• Short task 1
Copy the entries word for word, from the line containing "Q: What bounding box encloses the baseboard" up to and including the line containing "[151,293,271,333]".

• Text block
— START —

Today I expect the international markets to focus on Fed Chairman Bernanke’s testimony to the House Budget Committee. While I don’t expect Big Ben to come totally clean on the dire economic situation facing the United States, I would expect him to warn Congress that a rebound in U.S. growth won’t happen right away, and that losses on mortgage derivatives will continue to impact the credit markets. His pessimistic comments on the economy will likely move the dollar even lower versus the major currencies, as the focus moves back to the United States where we are most certainly in a recession.
Chuck was busy this weekend on the road with FXU, but took some time to send me these thoughts to share with all of you:
“A Marvelous Monday to you!
“I gave a speech on Saturday in Fort Lauderdale, and tried very hard to get people to listen carefully about what I was telling them. And what I was telling them was that the U.S. debt generation is out of control… Then I saw this info that a reader sent along, that played well with my speech from the pulpit…
“‘From September 30, 2007 to the end of this past fiscal year on September 30, 2008, total federal debt grew by $1.0 trillion, from 9,007,653,372,262.48 to $10,024,724,896,912.49, which is an 11.3% annual rate of growth. The federal debt, as of October 16, 2008, is now $10,331,139,000,845.92. So in just 16 days since the end of the last fiscal year, the federal debt has grown by an astounding $331.1 billion, which is a 75.5% annual rate of growth. It has taken just 16 days to borrow one-third of what the government borrowed in all of last year.’
“So… The National Debt clock needs to be replaced, because it doesn’t have enough digits to deal with $10 trillion dollars of debt! So… I thought I would give you two thoughts that I read out loud to the audience in Fort Lauderdale. These come from the book, I.O.U.S.A. by my friends, Addison Wiggin and Kate Incontrerra. The first piece is from Ron Paul… The second from Warren Buffett regarding debt…
“‘Ron Paul: “We can’t afford to pay all these bills, and if we just pay for these bills by printing money, it will destroy the currency – and that will be a much, much more painful reaction than us just tightening our belts and living within our means.”

— END —

• Available records
— START —

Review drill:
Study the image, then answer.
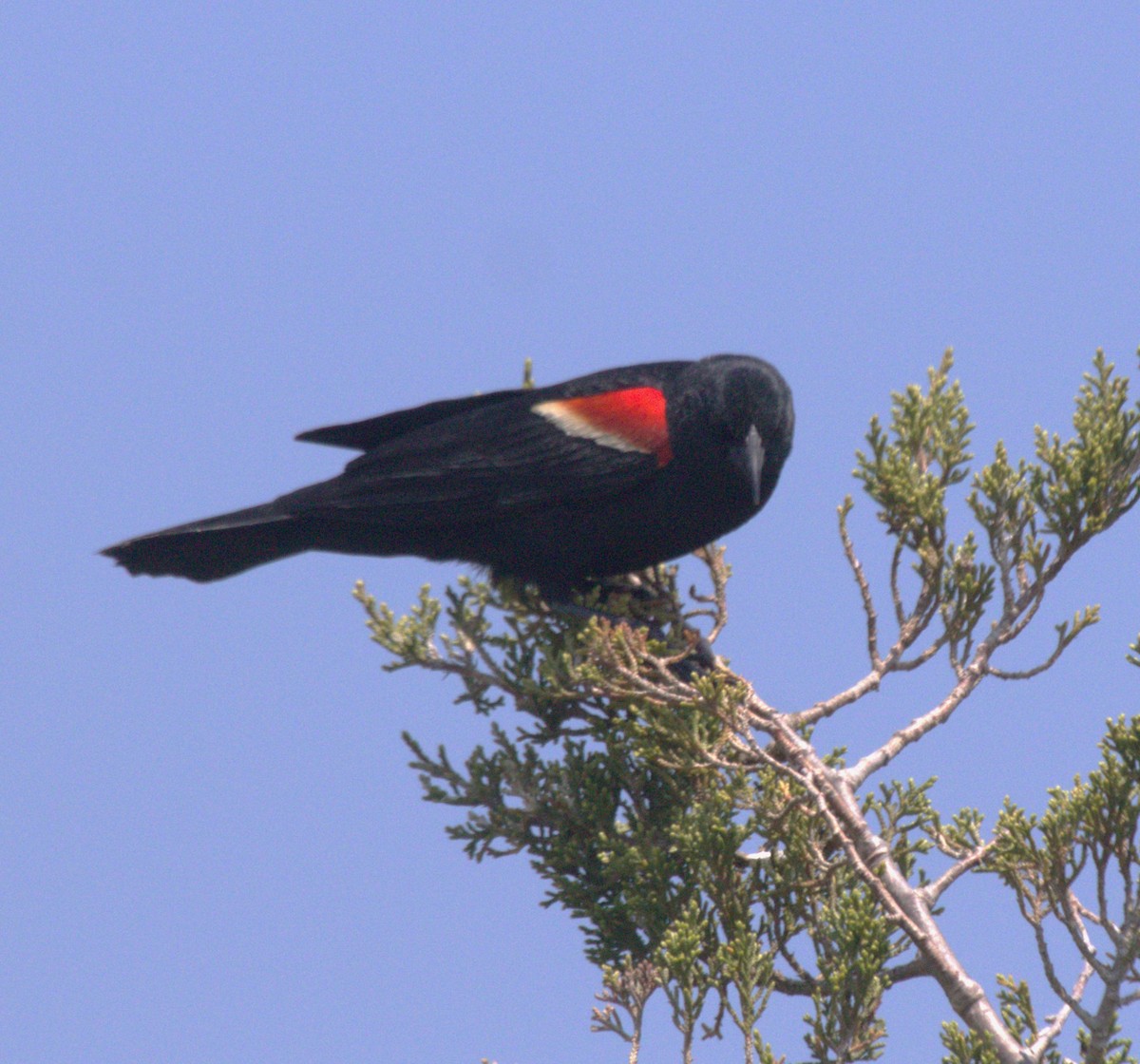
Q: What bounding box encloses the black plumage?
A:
[103,354,794,592]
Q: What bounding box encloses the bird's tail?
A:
[101,503,313,584]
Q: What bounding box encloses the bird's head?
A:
[674,354,796,510]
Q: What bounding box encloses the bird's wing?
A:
[283,386,673,523]
[296,388,521,450]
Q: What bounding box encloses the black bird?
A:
[103,354,794,594]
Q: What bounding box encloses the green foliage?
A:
[355,352,1140,1064]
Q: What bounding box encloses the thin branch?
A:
[919,840,998,905]
[839,496,883,671]
[1030,961,1092,1060]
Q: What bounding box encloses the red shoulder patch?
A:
[531,388,673,466]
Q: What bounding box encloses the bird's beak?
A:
[745,426,764,506]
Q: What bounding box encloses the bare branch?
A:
[919,840,998,905]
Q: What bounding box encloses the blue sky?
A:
[0,4,1140,1064]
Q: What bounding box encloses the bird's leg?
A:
[542,574,718,679]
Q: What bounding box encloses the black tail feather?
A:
[99,503,313,584]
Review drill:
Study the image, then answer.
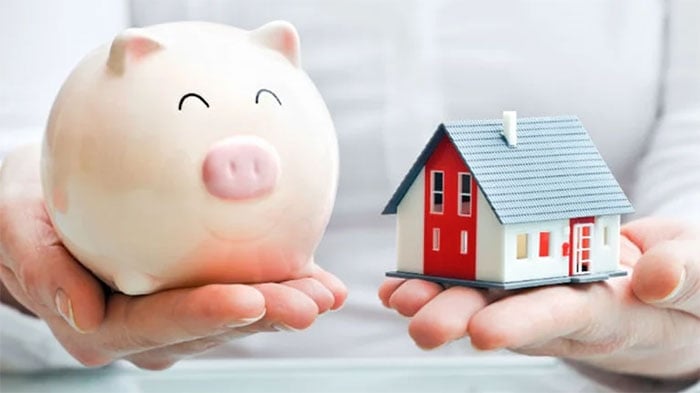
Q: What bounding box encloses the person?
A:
[0,0,700,388]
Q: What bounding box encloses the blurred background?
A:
[0,0,697,370]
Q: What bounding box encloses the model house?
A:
[383,112,633,289]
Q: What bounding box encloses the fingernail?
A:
[272,323,299,332]
[226,311,265,328]
[656,269,685,303]
[54,288,85,333]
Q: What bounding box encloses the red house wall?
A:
[423,136,477,280]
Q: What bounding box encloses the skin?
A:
[0,146,347,370]
[379,218,700,379]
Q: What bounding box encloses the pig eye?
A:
[177,93,209,111]
[255,89,282,106]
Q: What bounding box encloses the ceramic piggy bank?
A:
[42,22,338,294]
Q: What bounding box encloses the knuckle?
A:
[17,262,44,304]
[67,347,114,367]
[131,358,175,371]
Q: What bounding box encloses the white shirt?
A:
[0,0,700,374]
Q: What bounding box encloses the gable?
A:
[383,116,634,224]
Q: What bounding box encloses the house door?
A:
[423,137,477,280]
[569,217,593,275]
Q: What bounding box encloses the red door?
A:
[423,137,477,280]
[569,217,595,276]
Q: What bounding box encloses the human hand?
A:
[379,218,700,378]
[0,147,347,369]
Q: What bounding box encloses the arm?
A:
[379,0,700,381]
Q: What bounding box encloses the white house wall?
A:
[396,168,425,274]
[591,215,620,273]
[502,220,569,282]
[476,188,504,281]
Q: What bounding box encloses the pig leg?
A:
[114,270,162,295]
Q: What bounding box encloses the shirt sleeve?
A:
[632,0,700,224]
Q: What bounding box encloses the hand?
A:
[0,143,347,369]
[379,218,700,378]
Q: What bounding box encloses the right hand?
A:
[0,146,347,369]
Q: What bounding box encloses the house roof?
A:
[382,116,634,224]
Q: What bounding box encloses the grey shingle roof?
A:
[383,116,634,224]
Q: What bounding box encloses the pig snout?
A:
[202,136,280,201]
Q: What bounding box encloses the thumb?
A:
[632,240,700,316]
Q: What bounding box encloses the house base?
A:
[386,270,627,289]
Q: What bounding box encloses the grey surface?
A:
[384,116,634,224]
[0,357,598,393]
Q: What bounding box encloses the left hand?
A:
[379,218,700,378]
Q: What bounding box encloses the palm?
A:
[380,219,700,376]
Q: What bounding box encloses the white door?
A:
[571,224,593,274]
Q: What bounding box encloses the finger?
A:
[620,236,642,267]
[282,278,335,314]
[632,240,700,316]
[408,285,487,349]
[126,329,250,370]
[0,200,105,332]
[389,280,443,317]
[81,284,265,358]
[468,285,596,350]
[245,283,319,333]
[311,264,348,310]
[378,277,406,308]
[620,217,695,253]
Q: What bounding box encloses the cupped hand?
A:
[379,218,700,378]
[0,147,347,369]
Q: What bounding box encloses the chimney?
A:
[503,111,518,147]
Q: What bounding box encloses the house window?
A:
[603,225,610,246]
[459,231,469,255]
[540,232,549,258]
[515,233,528,259]
[430,171,445,214]
[433,228,440,251]
[457,172,472,217]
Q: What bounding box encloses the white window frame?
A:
[515,232,531,261]
[457,172,473,217]
[459,231,469,255]
[430,170,445,214]
[433,228,440,251]
[603,225,610,247]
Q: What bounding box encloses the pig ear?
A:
[107,29,163,75]
[250,21,301,67]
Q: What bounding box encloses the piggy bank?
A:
[41,22,338,295]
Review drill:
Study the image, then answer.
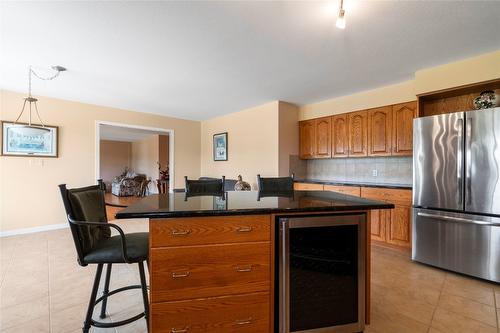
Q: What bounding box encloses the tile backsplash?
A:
[290,156,413,184]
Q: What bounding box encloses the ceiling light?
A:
[14,66,66,131]
[335,0,345,29]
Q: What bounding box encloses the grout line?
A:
[427,273,448,332]
[0,239,19,287]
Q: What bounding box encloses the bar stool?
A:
[59,183,149,333]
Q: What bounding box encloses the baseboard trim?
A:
[0,223,68,237]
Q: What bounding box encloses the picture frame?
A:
[213,132,228,161]
[2,121,59,158]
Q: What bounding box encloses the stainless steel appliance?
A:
[412,108,500,282]
[277,214,366,333]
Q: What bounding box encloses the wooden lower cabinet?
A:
[149,215,274,333]
[370,209,391,242]
[361,187,411,250]
[386,205,411,249]
[151,242,271,302]
[151,293,271,333]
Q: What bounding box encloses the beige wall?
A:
[0,90,201,231]
[201,101,279,189]
[299,50,500,120]
[99,140,132,183]
[131,135,160,193]
[278,102,299,177]
[158,135,169,170]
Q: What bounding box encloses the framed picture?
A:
[2,121,58,157]
[214,132,227,161]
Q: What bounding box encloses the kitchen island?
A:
[116,191,394,333]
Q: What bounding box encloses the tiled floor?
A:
[0,220,500,333]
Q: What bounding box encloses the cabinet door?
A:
[392,102,417,156]
[314,117,332,158]
[348,111,368,157]
[332,114,349,157]
[386,205,411,248]
[299,119,315,158]
[370,209,391,242]
[368,106,392,156]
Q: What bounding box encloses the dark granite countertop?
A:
[295,179,413,190]
[116,191,394,219]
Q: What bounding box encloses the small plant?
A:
[156,162,168,180]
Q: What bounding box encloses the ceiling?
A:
[99,124,168,142]
[0,0,500,120]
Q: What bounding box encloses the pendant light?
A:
[14,66,66,131]
[335,0,345,29]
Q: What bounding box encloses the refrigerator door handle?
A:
[457,118,464,206]
[279,218,290,333]
[417,212,500,227]
[465,118,472,205]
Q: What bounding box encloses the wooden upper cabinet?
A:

— END —

• Short task 2
Answer these questions from the market commentary:
(a) Which House committee is Fed Chairman Bernanke testifying before?
(b) In what city did Chuck give a speech on Saturday?
(c) What is the title of the book that the two quoted pieces come from?

• Worked answer 1
Q: What bounding box encloses the baseboard trim?
A:
[0,223,68,237]
Q: What bounding box encloses the picture frame?
A:
[213,132,228,161]
[2,121,59,158]
Q: What bounding box encloses the stainless steel appliance?
A:
[412,108,500,282]
[277,214,366,333]
Q: What bounding box encloses the wooden lower cabinet?
A:
[149,215,274,333]
[370,209,391,242]
[361,187,411,250]
[386,205,411,249]
[151,242,271,302]
[151,293,271,333]

• Worked answer 2
(a) The House Budget Committee
(b) Fort Lauderdale
(c) I.O.U.S.A.